Goal: Rewrite the records below so that "camera in crowd" reads "camera in audience" everywhere it occurs. Keep every other part the same.
____ Given records
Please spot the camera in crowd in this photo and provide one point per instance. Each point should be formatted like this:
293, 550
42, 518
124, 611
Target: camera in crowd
________
Answer below:
Please spot the camera in audience in this photo and provide one point per instance. Each point should be formatted like this:
293, 550
42, 518
124, 611
Target: camera in audience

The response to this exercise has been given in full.